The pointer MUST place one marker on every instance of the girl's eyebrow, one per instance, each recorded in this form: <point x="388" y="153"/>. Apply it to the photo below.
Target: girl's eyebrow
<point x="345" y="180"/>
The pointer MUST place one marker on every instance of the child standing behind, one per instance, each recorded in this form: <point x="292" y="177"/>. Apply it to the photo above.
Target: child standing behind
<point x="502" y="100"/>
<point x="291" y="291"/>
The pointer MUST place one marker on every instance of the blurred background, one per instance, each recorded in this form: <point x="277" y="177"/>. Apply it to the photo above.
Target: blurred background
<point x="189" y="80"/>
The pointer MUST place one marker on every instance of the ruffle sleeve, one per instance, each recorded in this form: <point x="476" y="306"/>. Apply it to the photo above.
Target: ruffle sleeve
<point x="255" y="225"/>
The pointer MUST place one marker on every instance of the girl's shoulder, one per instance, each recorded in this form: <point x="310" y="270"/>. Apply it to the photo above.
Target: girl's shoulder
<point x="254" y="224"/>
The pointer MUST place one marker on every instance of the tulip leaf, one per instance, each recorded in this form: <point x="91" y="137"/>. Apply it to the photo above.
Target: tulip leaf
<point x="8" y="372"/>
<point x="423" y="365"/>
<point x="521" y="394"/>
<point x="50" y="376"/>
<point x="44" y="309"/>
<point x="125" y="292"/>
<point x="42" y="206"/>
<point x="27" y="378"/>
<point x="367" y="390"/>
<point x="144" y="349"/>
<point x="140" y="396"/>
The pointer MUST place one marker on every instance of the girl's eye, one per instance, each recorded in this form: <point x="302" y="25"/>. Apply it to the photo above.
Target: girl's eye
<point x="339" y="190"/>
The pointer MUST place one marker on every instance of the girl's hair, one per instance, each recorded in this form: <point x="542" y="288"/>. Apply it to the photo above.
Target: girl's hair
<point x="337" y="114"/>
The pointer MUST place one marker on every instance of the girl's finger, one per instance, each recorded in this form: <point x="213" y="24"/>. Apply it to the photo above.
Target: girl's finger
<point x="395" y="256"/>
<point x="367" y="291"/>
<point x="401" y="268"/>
════════════════
**Task requirements**
Copy out, without any change, the lines of the material from the line that contains "girl's hair, one" through the last line of the material, including both of those lines.

**Answer to the exercise**
The pointer MUST place one marker on every instance of the girl's hair, one per instance, each recorded in this form: <point x="542" y="288"/>. Apply it to the photo above.
Target: girl's hair
<point x="337" y="114"/>
The pointer MUST place one marker on every instance of the girl's finger, one per instance, each recorded in this form: <point x="213" y="24"/>. Apply it to the photo above.
Target: girl's finger
<point x="395" y="256"/>
<point x="367" y="291"/>
<point x="401" y="268"/>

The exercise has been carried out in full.